DIRECTION
Switch "small purple wildflower" to "tiny violet wildflower" everywhere it appears in the items below, and write the items out again with everything else unchanged. Leave the pictures out.

PROVIDED INFORMATION

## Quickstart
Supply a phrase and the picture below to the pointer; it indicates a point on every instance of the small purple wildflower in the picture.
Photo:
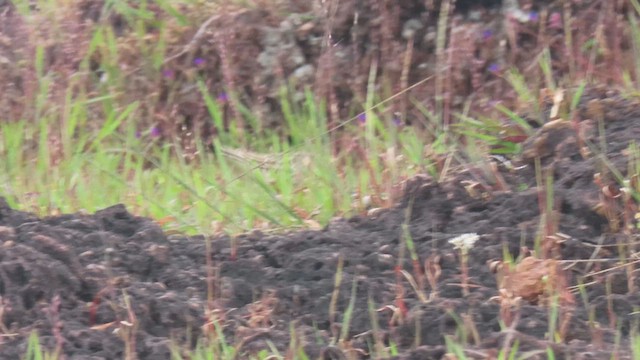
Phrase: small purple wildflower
(155, 132)
(555, 21)
(198, 61)
(168, 73)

FULL SOLUTION
## Quickstart
Supply a phrase and the picture below to the pointer; it indicates a point on every instance of the tiny violet wildflower in the picture.
Photo:
Phrase: tiny violet wildflower
(155, 132)
(555, 21)
(198, 61)
(168, 73)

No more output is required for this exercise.